PROBLEM: Return every line of the material below that holds the string "maxi", treating uppercase and lowercase as different.

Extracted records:
↓↓↓
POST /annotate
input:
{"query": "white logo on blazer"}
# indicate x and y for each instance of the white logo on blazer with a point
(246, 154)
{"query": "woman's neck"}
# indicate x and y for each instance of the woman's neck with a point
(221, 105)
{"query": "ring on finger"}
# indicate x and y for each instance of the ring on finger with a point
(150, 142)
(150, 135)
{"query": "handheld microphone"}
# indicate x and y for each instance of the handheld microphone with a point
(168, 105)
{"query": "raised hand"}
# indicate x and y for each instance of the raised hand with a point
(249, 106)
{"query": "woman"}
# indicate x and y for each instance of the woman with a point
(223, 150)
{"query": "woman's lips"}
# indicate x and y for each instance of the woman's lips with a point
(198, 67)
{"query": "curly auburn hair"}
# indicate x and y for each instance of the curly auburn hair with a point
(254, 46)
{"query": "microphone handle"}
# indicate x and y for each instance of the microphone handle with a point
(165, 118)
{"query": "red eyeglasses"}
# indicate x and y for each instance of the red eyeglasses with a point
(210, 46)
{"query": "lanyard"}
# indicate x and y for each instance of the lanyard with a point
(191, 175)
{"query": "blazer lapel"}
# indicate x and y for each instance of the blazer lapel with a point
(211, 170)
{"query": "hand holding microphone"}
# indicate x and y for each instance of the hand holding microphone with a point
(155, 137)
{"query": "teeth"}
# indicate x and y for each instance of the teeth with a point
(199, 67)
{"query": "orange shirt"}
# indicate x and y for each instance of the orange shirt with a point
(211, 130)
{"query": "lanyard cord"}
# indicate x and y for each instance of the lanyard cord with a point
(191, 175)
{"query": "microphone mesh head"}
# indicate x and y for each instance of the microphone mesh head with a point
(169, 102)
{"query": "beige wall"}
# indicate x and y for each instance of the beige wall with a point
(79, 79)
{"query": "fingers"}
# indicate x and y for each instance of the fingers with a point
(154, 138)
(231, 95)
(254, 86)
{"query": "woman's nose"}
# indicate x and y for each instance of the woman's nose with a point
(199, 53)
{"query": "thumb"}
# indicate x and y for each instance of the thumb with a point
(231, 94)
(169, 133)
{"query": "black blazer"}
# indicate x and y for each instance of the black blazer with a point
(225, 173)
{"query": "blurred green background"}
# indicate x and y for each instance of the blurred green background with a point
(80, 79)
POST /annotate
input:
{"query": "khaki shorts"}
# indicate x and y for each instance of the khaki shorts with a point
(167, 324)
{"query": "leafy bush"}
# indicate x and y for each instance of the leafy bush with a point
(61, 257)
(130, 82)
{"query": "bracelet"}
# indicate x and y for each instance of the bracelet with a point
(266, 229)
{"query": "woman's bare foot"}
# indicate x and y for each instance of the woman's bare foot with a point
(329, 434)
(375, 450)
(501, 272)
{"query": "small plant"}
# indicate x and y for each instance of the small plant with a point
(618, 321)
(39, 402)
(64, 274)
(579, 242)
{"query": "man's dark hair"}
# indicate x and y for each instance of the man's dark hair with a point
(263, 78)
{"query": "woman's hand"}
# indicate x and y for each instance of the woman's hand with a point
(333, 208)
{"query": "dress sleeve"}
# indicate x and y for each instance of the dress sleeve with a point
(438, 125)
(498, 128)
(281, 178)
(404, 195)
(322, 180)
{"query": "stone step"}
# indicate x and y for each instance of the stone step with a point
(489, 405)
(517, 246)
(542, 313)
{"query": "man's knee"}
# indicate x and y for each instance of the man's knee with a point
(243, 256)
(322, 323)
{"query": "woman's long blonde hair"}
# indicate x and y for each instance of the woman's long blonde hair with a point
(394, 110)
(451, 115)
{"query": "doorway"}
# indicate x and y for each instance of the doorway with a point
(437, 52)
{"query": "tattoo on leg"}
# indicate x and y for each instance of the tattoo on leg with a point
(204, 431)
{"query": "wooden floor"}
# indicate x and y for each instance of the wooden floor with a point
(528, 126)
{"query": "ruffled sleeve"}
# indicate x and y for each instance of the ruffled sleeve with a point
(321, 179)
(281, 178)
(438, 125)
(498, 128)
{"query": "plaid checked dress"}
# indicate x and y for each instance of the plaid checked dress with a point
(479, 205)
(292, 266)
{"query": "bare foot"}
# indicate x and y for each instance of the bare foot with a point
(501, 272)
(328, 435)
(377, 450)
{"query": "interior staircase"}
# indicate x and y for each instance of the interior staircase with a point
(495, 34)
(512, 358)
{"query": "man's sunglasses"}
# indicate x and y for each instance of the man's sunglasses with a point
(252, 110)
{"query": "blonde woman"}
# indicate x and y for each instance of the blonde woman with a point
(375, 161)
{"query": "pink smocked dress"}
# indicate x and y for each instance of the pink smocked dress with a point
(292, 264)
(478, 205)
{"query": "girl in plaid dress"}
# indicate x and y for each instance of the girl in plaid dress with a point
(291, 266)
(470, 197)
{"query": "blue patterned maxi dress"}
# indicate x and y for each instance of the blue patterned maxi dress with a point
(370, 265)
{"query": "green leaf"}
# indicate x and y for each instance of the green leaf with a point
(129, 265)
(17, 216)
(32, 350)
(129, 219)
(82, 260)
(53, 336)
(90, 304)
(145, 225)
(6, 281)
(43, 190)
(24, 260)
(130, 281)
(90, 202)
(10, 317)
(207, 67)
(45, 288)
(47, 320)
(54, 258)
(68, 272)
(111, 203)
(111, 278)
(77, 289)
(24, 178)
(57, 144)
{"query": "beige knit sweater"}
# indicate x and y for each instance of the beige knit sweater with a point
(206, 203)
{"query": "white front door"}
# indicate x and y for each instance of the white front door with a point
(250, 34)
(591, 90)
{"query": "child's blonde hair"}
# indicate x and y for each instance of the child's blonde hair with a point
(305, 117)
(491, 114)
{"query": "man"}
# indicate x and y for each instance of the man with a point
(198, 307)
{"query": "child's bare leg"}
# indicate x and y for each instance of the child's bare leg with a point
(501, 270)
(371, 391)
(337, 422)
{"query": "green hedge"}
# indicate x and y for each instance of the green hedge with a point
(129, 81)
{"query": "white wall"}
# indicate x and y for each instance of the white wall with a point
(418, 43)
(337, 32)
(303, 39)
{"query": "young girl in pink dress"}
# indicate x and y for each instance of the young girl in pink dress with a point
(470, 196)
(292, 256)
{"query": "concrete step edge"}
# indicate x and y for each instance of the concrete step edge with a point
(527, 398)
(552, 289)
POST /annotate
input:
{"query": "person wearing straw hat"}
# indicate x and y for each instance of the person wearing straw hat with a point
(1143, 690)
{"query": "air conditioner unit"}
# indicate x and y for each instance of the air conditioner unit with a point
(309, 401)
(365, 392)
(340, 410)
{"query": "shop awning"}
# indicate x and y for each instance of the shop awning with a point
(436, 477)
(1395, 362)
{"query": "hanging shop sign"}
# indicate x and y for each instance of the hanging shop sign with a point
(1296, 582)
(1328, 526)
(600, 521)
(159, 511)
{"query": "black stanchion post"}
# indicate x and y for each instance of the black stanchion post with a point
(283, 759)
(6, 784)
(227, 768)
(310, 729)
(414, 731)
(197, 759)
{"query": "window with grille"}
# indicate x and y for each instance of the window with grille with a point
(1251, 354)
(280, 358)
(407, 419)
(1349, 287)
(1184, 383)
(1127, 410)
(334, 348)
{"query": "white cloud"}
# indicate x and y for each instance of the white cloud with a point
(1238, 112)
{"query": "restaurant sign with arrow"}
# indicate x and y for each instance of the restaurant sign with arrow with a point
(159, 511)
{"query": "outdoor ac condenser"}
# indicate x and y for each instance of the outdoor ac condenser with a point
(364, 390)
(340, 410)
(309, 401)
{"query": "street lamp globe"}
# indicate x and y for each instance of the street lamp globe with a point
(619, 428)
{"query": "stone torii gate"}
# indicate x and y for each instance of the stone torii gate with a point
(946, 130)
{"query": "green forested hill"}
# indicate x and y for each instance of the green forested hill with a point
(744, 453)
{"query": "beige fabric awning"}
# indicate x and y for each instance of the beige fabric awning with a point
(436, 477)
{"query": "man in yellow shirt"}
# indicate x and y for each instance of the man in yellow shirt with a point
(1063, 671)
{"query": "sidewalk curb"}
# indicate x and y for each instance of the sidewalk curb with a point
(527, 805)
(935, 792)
↑↑↑
WRITTEN SOLUTION:
{"query": "blue patterned maxi dress"}
# indicate x and y for each instance of the blue patterned maxi dress with a point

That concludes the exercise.